• [WORK INSTRUCTION]: Two lines in the listing below mark the span: one contains "Mark the innermost point of each instance of the green lawn." and one contains "Find the brown". Reproduce both of them and everything between, exactly.
- Opening Delimiter -
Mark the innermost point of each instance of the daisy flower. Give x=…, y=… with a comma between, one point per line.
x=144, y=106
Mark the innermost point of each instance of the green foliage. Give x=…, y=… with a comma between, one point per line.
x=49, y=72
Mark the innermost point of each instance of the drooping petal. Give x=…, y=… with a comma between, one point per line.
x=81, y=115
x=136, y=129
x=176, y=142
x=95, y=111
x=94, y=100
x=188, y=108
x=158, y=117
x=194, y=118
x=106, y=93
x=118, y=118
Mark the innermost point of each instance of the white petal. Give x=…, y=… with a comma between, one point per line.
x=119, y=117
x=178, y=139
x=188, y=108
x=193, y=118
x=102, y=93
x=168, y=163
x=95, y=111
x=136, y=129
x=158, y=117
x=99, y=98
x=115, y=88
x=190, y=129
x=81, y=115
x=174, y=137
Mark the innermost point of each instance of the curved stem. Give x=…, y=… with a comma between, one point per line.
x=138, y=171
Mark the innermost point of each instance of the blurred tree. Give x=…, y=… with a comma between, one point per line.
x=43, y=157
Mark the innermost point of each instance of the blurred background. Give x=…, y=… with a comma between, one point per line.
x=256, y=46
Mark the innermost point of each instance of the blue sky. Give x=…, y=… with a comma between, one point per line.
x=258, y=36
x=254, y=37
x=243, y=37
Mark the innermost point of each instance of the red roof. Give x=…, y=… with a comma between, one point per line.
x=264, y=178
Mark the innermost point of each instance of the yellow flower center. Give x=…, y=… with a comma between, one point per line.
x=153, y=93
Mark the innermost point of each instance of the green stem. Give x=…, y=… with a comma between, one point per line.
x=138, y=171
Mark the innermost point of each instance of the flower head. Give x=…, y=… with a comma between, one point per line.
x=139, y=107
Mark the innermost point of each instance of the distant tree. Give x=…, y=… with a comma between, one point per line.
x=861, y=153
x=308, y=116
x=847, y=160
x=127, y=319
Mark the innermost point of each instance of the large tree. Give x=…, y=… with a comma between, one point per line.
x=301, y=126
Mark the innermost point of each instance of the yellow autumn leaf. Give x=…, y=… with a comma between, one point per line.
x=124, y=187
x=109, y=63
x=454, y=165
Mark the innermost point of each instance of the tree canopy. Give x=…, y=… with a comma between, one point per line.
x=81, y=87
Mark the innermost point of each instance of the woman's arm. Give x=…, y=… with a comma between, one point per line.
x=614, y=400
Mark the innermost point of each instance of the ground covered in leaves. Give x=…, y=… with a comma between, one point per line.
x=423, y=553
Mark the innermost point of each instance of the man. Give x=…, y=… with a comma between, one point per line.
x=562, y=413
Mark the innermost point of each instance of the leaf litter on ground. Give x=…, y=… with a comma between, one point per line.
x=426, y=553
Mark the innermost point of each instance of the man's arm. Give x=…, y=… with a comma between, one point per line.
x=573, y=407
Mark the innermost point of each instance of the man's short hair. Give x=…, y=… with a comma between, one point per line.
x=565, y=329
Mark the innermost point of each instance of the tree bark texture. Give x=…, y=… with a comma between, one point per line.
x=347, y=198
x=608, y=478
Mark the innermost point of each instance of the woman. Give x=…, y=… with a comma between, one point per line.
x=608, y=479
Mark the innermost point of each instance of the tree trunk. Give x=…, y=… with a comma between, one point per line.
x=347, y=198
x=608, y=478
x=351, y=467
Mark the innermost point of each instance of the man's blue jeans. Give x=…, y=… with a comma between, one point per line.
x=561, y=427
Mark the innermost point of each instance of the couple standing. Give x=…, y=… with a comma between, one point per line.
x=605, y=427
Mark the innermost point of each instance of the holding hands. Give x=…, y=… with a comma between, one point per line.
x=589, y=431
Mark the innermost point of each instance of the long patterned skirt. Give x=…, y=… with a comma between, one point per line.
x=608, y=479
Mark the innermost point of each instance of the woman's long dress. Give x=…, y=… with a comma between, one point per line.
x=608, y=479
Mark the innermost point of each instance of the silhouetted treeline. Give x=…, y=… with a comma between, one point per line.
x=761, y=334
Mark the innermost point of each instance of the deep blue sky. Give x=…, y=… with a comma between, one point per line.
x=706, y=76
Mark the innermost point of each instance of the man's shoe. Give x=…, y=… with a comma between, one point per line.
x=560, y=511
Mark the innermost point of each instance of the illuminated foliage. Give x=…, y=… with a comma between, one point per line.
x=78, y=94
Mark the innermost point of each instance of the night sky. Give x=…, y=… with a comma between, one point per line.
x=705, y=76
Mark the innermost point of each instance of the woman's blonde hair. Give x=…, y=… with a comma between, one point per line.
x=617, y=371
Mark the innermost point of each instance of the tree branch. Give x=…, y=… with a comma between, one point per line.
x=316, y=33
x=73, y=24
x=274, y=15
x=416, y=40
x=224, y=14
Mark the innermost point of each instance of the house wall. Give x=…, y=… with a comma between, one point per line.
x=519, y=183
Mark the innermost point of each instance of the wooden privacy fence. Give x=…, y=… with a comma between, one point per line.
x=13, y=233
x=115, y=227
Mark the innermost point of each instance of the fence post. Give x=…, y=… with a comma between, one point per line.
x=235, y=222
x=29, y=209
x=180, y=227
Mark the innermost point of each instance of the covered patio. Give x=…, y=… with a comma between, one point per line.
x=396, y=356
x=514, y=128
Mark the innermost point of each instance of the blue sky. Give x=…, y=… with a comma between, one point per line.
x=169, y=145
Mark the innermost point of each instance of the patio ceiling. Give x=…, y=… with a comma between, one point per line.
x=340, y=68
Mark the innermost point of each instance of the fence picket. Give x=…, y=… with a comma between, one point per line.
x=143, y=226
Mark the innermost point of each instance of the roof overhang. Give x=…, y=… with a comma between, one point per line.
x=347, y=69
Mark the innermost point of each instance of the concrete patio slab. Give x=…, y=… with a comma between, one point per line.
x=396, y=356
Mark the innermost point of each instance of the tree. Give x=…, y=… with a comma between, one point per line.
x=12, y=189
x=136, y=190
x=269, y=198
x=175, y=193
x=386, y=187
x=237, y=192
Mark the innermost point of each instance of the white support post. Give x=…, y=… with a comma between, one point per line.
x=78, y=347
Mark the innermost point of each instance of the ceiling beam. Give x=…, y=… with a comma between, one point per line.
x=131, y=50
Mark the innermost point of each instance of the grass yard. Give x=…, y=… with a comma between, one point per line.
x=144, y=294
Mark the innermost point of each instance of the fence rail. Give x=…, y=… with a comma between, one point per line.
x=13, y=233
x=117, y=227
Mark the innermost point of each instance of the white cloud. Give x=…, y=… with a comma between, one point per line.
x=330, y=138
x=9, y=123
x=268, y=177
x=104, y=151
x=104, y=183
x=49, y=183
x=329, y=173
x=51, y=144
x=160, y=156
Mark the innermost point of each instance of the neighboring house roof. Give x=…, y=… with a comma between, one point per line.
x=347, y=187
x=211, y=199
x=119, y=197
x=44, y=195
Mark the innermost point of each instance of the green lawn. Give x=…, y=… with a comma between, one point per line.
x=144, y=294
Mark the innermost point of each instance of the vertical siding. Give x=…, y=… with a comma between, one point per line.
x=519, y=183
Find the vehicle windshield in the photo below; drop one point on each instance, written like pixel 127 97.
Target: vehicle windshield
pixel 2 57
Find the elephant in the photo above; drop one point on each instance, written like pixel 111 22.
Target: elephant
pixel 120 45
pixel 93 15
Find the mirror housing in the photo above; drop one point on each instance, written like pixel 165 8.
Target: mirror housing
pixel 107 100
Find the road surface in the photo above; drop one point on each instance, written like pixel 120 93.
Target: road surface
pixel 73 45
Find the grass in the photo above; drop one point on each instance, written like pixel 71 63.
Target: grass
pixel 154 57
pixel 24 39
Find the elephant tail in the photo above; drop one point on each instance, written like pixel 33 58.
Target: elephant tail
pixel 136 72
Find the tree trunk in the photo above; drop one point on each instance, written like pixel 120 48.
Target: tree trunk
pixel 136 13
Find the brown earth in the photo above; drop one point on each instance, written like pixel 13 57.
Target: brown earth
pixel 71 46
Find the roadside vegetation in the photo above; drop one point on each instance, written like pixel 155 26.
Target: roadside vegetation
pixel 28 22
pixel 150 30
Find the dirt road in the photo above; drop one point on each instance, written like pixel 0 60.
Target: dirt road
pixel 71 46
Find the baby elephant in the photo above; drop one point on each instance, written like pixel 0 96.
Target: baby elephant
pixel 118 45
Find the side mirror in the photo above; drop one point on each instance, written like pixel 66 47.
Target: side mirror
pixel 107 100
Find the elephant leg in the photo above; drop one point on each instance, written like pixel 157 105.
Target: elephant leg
- Closing Delimiter -
• [FINISHED EXERCISE]:
Mark the innermost point of each instance of the green lawn. Give x=…, y=… with a comma between, one point per line.
x=144, y=294
Mark the innermost point of each instance of the vertical siding. Give x=…, y=… with a comma between, one point per line.
x=519, y=183
Find the vehicle windshield in the photo below; drop one point on each instance, written like pixel 127 97.
Target: vehicle windshield
pixel 2 57
Find the elephant in the photo above; drop one point on each instance, written like pixel 111 22.
Target: elephant
pixel 120 45
pixel 93 15
Find the mirror housing in the photo above; drop one point on each instance, written like pixel 165 8.
Target: mirror housing
pixel 107 100
Find the road surface in the photo above; drop one point on each instance, written like pixel 120 93.
Target: road surface
pixel 73 45
Find the grass in the photo above; drop one point on each instance, written like pixel 71 63.
Target: grass
pixel 154 57
pixel 24 39
Find the elephant tail in the photo above; drop one point on each instance, written like pixel 33 58.
Target: elephant tail
pixel 136 72
Find the tree trunk in the photo above; drop one point on each instance, written like pixel 120 48.
Target: tree trunk
pixel 136 13
Find the brown earth in the photo above; drop one point on each instance, written like pixel 13 57.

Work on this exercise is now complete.